DOCUMENT TEXT:
=-=-=-=-=

Is there a need for a notion of real numbers here? Your rule assigns a value to any rational number you give it, and there are as many of those as you'd like, but there's a discrete scale at which the distribution is effective anyway. In real statistical applications you normally need to numerically integrate anyway, which requires discretizing your continuous distribution.

How would you deal with numbers like ## e, \pi ## , which are not "made in a lab " (i.e., they come about from "real world" scenarios/situations)? Would you approximate them by Rationals to the needed level of accuracy?
 
  • #36
WWGD said:
How would you deal with numbers like ## e, \pi ## , which are not "made in a lab " (i.e., they come about from "real world" scenarios/situations)? Would you approximate them by Rationals to the needed level of accuracy?
You can do that, or just work out which constants you care about (##e, \pi, \sqrt2, \log2## etc) and consider the field extension over the rationals. This is what computer algebra systems do.

=-=-=-=-=

RECORD LIST:
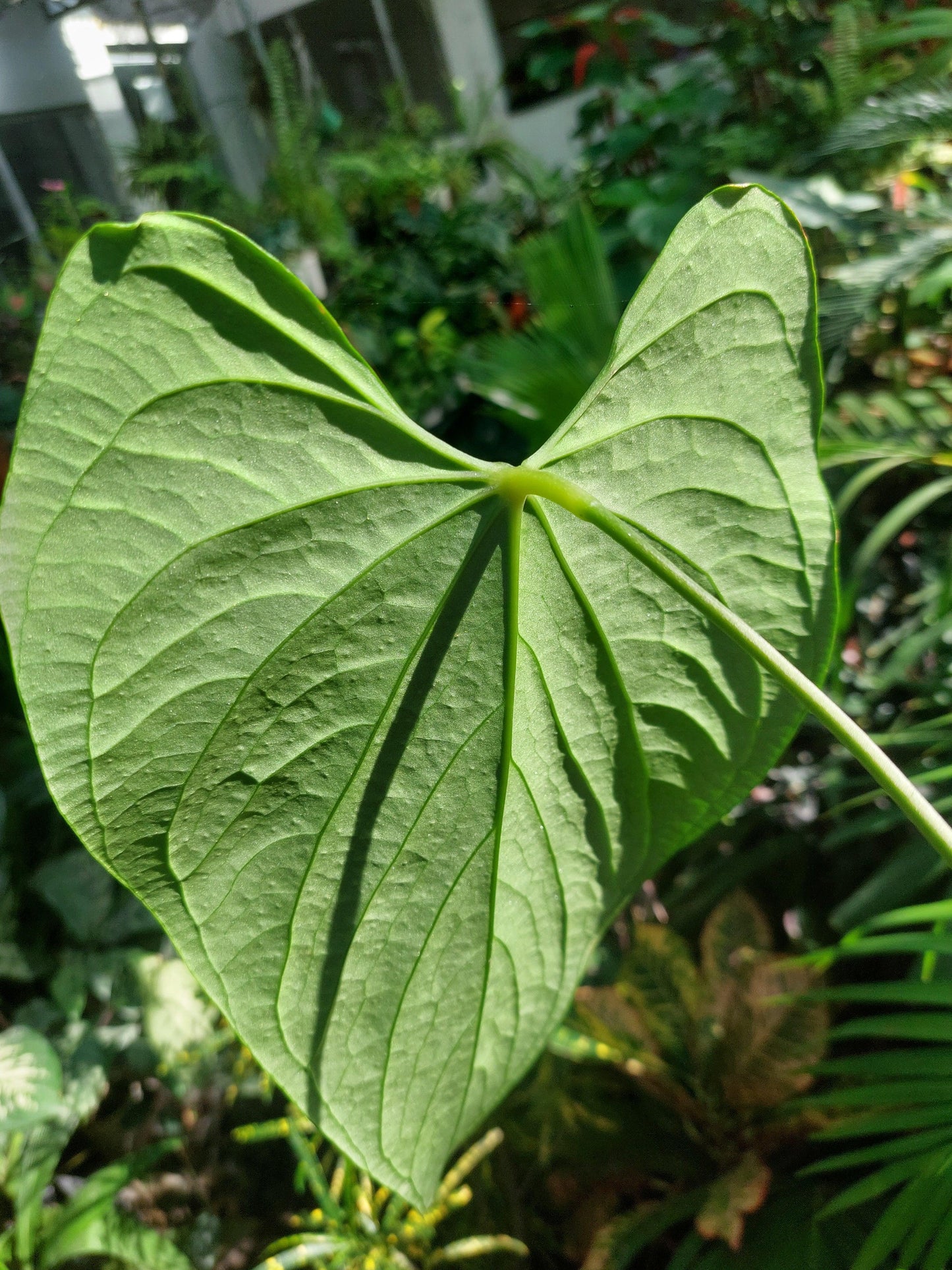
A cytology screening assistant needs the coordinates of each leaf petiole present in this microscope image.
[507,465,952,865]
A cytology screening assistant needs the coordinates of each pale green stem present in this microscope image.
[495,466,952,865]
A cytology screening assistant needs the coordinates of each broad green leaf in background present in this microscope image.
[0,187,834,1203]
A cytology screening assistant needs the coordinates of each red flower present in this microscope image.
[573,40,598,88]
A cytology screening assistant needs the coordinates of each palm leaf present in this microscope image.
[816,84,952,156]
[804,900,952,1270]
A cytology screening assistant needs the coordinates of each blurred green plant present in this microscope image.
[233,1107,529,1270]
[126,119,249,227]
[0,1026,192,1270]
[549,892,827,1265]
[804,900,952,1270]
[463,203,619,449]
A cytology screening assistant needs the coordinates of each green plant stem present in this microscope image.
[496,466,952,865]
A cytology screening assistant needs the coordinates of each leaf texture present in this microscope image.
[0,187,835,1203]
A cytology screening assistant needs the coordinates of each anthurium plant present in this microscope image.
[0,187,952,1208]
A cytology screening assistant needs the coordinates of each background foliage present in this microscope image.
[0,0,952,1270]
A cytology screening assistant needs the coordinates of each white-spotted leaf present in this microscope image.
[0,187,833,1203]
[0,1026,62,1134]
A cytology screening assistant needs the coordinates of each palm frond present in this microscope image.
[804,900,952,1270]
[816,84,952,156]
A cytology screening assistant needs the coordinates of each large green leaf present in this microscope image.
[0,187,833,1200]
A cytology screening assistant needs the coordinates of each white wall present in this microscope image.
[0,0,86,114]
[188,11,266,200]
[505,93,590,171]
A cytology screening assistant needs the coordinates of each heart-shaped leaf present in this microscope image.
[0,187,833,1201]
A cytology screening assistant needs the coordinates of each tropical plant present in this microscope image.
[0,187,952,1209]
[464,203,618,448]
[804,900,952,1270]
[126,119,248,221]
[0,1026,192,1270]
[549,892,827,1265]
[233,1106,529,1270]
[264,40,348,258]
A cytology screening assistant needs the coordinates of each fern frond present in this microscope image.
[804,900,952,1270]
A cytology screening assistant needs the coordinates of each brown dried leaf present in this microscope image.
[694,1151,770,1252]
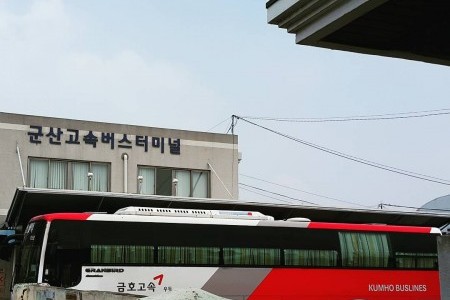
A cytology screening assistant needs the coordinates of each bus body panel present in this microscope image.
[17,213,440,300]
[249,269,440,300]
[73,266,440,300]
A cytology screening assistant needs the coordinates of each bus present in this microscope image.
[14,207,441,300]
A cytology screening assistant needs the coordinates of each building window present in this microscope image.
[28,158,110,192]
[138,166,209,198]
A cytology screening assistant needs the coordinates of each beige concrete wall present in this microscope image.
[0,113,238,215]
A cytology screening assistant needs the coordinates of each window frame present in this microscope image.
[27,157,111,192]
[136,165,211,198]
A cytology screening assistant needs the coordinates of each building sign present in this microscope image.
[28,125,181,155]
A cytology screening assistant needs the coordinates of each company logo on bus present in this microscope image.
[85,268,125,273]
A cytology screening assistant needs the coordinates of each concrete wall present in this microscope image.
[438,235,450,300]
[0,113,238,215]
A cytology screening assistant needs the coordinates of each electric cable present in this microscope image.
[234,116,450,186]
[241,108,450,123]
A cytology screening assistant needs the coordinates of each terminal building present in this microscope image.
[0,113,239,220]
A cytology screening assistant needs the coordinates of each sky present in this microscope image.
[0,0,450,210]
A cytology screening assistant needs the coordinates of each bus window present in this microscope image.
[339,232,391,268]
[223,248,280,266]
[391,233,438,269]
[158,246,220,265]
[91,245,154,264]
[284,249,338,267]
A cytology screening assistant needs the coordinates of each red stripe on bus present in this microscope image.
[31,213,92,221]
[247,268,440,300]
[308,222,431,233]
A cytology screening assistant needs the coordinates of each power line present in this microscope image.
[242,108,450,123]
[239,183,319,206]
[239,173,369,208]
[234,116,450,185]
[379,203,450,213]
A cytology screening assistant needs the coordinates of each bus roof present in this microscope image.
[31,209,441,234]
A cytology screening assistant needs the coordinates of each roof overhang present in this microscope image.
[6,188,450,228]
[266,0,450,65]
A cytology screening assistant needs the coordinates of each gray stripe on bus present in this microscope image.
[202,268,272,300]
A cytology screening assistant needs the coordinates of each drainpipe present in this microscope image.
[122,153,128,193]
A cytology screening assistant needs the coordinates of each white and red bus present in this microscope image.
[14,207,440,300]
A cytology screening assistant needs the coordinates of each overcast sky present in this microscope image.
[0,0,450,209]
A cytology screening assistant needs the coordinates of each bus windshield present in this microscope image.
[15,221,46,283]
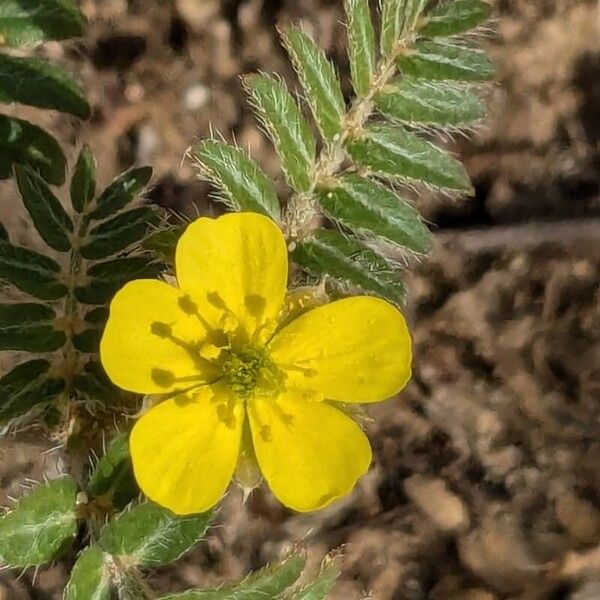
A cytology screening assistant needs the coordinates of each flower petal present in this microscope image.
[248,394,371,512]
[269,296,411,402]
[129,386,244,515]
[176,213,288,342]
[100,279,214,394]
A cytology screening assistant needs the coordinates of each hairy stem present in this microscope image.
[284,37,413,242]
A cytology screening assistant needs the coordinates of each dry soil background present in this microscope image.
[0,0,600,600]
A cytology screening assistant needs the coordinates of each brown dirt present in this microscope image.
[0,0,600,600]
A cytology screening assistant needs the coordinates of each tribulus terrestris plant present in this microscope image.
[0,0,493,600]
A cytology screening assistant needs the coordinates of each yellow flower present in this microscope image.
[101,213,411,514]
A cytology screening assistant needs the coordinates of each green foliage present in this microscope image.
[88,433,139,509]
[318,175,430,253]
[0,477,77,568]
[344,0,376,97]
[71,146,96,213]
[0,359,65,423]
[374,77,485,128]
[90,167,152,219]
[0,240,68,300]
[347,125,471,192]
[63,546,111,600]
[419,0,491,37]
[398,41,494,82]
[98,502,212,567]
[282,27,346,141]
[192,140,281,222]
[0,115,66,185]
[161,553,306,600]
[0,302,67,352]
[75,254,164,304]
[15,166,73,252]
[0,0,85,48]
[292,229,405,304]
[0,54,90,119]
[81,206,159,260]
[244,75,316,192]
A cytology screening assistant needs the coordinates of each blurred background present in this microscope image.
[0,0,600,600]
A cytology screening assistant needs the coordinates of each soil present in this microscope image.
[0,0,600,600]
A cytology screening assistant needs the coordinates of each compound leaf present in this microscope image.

=-=-=-=-=

GIVEN REQUEST A: Using the discussion of rational numbers, decide whether each statement agrees with it, and answer yes or no with the deciding words quoted: (i) the text says there are only finitely many rational numbers; (ii) the text says numerical integration in real statistical applications requires discretizing a continuous distribution; (iii) the text says computer algebra systems consider a field extension over the rationals.
GIVEN REQUEST B: Reproduce the records word for word, starting at the line containing "sign present in this microscope image." and ending at the line containing "[0,0,450,210]".

EXPECTED OUTPUT A:
(i) No: "there are as many of those as you'd like"
(ii) Yes: "In real statistical applications you normally need to numerically integrate anyway, which requires discretizing your continuous distribution."
(iii) Yes: "consider the field extension over the rationals. This is what computer algebra systems do."

EXPECTED OUTPUT B:
A cytology screening assistant needs the coordinates of each building sign present in this microscope image.
[28,125,181,155]
A cytology screening assistant needs the coordinates of each company logo on bus present in this microscope image.
[85,268,125,273]
A cytology screening assistant needs the coordinates of each concrete wall present in this microscope image.
[438,235,450,300]
[0,113,238,215]
A cytology screening assistant needs the coordinates of each electric cable present in this microscope image.
[234,116,450,186]
[241,108,450,123]
A cytology screening assistant needs the coordinates of each terminal building present in this microscope image.
[0,113,239,220]
A cytology screening assistant needs the coordinates of each sky present in this microscope image.
[0,0,450,210]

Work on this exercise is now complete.